== EXERCISE ==
Whenever the string "striped" appears in a line below, please copy the line out.
[RECORDS FOR THE TASK — start]
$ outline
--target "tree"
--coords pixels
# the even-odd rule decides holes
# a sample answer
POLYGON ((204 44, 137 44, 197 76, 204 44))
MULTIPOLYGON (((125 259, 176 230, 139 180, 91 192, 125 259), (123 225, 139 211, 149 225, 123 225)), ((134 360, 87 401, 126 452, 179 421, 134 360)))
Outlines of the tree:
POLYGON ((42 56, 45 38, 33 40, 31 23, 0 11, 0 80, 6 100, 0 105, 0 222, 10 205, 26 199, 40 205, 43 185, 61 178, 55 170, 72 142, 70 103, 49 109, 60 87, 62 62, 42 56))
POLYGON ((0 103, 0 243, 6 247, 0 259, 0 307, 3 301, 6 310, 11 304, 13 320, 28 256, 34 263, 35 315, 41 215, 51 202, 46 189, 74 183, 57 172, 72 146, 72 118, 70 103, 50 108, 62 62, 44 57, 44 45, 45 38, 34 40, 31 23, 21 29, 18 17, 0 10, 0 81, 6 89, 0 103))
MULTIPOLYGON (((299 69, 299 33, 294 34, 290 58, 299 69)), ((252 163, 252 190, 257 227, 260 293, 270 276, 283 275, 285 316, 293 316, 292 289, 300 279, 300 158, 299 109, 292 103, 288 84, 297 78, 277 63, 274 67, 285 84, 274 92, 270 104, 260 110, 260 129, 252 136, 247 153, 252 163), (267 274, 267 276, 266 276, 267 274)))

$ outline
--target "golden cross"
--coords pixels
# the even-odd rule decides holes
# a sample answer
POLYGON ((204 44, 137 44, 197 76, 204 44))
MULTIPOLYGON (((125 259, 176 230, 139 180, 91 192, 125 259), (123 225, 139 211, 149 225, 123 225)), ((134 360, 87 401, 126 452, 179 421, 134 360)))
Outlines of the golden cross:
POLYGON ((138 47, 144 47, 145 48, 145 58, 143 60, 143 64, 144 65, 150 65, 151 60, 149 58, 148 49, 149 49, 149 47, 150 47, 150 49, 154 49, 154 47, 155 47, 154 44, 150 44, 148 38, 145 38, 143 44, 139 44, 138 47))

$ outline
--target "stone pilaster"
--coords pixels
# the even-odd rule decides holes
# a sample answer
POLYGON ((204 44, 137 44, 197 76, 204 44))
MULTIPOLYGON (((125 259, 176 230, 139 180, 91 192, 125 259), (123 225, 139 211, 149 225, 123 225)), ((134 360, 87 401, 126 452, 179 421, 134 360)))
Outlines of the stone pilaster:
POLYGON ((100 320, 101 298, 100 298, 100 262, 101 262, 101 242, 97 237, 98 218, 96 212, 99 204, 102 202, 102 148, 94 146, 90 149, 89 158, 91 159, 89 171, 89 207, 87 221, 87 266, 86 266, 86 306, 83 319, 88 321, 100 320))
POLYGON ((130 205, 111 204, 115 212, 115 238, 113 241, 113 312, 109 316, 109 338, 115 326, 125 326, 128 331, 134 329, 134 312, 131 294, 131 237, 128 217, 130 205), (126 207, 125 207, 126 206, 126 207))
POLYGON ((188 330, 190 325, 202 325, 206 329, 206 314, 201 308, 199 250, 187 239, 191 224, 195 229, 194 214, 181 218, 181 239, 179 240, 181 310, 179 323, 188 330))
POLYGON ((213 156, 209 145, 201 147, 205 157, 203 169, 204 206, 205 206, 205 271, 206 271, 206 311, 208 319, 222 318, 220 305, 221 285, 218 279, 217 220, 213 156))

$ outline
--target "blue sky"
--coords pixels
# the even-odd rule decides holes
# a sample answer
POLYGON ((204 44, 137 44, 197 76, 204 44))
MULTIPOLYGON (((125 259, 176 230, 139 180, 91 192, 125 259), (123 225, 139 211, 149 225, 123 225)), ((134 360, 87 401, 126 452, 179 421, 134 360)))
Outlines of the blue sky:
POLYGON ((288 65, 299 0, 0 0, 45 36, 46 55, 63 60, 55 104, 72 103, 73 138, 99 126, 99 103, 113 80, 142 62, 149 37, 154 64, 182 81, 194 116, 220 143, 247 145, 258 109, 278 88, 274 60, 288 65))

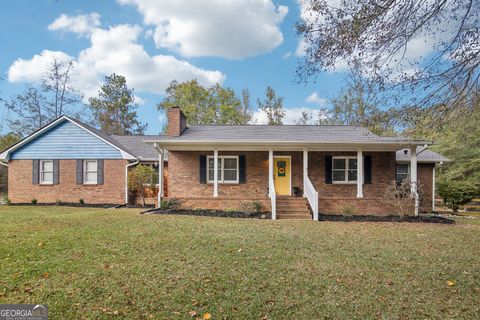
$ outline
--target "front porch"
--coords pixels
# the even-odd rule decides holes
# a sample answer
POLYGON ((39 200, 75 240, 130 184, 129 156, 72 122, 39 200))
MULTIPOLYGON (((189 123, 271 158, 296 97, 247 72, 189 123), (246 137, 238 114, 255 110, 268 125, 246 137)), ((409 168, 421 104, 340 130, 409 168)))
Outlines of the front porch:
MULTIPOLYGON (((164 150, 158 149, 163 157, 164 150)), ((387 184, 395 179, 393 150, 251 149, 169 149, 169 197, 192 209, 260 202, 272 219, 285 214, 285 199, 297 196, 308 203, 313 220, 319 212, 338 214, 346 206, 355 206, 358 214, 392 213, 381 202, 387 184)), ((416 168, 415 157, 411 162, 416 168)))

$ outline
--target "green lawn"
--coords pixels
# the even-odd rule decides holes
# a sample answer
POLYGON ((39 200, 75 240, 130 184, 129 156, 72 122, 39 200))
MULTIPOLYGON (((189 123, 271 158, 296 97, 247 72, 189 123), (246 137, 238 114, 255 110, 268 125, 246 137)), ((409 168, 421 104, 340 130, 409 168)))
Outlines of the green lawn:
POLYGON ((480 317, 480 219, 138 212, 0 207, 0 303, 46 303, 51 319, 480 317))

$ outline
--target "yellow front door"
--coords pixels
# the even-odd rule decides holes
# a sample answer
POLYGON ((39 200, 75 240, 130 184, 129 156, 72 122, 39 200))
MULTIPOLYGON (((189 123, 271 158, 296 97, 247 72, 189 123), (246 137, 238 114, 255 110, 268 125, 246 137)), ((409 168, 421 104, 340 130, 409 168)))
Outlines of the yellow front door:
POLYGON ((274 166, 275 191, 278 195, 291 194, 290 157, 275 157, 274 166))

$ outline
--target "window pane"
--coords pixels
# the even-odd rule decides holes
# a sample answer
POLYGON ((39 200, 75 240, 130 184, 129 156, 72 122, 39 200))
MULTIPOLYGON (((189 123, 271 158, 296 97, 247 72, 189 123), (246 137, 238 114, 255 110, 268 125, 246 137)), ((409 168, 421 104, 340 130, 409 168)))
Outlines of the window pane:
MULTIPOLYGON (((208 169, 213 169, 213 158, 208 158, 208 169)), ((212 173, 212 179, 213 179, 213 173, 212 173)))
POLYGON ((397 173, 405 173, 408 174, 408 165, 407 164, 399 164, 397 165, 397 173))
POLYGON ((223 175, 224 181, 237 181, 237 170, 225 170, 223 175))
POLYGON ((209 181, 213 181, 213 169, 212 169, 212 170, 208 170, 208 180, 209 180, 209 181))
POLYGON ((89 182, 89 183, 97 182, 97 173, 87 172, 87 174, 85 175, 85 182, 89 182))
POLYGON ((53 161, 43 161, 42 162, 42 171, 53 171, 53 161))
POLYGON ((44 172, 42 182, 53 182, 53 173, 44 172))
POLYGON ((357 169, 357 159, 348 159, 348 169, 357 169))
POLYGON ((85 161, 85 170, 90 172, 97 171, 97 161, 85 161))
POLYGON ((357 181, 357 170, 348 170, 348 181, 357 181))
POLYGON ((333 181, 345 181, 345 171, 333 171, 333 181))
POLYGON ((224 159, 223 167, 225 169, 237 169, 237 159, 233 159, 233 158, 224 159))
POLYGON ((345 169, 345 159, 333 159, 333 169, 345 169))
[RECORDS FOR THE TASK — finish]
[RECORDS FOR THE TASK — start]
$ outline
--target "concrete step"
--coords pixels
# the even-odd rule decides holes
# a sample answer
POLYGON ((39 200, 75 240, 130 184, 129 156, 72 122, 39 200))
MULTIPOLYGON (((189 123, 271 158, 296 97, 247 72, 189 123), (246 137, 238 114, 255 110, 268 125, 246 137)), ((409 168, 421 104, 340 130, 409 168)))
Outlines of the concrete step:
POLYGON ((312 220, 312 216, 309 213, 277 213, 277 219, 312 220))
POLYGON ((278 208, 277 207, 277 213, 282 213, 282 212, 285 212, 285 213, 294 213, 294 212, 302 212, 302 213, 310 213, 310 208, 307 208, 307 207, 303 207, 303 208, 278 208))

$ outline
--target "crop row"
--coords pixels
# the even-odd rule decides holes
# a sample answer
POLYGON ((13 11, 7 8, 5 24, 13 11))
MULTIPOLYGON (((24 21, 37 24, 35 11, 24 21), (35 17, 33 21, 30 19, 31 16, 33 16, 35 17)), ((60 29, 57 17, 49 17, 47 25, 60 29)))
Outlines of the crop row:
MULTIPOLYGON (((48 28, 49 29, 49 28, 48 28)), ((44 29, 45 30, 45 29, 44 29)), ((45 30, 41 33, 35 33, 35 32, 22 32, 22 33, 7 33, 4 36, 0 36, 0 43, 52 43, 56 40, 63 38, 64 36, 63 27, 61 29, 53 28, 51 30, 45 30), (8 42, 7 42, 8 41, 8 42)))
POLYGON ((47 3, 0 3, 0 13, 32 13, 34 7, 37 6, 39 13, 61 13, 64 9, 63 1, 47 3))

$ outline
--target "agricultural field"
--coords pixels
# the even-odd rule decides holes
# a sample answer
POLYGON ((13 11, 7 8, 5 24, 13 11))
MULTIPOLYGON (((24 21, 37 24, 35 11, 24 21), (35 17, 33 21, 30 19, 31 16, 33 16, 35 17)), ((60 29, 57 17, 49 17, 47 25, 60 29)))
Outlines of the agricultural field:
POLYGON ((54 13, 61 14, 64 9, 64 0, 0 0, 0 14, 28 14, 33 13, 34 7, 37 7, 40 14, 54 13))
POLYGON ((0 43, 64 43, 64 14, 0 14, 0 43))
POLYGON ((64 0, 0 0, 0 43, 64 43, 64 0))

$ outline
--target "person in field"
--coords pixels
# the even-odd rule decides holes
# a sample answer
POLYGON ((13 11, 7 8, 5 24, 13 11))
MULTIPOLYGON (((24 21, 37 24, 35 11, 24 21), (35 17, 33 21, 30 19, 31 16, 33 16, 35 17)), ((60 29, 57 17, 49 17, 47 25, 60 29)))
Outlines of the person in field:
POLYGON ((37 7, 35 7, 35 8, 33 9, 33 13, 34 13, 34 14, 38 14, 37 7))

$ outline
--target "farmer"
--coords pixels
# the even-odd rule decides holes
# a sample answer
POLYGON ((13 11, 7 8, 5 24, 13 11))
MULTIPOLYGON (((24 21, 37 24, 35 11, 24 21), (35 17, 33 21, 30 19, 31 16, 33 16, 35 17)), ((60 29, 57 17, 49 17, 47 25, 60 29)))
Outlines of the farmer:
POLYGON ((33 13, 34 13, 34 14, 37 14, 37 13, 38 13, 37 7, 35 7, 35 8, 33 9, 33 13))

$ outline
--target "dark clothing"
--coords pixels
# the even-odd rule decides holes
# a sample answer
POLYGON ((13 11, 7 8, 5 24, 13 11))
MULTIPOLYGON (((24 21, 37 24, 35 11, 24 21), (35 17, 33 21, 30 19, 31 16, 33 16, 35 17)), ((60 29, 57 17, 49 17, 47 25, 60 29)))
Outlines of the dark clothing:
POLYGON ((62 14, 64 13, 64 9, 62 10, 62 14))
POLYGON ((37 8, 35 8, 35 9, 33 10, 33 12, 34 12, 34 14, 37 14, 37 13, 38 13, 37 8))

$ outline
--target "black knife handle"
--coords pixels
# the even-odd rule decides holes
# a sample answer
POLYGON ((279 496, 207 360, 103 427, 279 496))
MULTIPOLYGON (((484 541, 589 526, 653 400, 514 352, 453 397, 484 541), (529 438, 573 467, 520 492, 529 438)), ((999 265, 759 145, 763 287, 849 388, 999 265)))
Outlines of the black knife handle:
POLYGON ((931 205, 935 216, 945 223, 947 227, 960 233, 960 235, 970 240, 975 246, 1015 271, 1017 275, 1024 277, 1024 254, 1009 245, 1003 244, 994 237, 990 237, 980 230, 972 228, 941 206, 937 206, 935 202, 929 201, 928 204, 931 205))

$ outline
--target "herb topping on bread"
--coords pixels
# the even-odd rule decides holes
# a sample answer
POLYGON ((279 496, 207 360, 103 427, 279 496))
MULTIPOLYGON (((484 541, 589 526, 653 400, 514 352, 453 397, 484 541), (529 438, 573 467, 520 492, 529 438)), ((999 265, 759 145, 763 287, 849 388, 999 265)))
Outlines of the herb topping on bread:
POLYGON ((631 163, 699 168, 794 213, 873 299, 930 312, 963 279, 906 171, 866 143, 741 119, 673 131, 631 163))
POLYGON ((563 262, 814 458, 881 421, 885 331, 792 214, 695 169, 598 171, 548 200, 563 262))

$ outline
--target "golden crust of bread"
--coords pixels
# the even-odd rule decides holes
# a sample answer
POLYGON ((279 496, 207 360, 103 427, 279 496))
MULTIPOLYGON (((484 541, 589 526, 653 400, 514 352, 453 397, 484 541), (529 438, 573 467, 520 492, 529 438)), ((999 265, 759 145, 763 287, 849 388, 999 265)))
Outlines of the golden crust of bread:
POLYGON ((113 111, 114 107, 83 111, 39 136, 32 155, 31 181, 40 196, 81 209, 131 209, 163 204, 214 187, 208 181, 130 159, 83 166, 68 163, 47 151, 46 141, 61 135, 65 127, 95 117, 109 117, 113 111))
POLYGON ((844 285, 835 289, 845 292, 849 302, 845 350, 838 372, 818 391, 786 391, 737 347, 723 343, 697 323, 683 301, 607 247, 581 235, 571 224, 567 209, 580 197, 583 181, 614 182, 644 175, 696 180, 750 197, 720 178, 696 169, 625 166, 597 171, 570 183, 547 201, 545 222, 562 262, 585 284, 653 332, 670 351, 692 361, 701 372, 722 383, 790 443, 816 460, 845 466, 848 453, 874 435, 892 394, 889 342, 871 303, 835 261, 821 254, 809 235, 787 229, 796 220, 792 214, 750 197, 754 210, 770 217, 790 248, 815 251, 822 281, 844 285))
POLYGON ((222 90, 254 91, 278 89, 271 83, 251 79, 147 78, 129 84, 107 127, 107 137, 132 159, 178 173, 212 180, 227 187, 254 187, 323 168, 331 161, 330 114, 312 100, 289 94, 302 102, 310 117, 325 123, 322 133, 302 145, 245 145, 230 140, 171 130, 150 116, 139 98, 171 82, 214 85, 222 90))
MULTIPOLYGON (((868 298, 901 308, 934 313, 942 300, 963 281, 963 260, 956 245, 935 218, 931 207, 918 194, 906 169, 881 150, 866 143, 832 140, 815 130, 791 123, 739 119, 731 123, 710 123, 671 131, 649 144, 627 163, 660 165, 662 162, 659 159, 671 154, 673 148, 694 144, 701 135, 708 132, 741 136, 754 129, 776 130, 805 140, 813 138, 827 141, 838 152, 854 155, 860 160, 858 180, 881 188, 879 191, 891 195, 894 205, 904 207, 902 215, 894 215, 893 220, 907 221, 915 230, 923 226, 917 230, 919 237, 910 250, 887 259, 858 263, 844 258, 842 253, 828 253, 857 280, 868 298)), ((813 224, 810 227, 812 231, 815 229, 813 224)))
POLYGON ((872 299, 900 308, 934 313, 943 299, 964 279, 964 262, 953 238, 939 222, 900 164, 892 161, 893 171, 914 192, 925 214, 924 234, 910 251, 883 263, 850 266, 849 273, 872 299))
[RECORDS FOR THE TASK — finish]
[RECORDS FOR THE TASK — start]
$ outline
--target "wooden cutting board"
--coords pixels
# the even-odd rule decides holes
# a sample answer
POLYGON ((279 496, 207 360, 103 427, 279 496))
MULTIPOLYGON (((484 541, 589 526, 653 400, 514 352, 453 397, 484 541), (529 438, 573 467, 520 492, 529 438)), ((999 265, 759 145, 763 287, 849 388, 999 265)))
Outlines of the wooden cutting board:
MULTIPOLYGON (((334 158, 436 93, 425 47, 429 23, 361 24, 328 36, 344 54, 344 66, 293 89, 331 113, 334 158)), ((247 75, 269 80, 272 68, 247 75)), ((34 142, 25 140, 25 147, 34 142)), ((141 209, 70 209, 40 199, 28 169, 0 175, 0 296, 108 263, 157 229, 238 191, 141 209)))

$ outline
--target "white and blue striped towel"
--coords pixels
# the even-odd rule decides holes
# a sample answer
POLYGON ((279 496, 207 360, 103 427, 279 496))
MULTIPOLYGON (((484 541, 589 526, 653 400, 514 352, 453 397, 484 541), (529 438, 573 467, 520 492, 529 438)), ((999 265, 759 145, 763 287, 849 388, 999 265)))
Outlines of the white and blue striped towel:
[RECORDS FOR THE TASK — finish]
== OUTPUT FOR THIS TASK ==
--target "white and blue striped towel"
Outlines of the white and blue striped towel:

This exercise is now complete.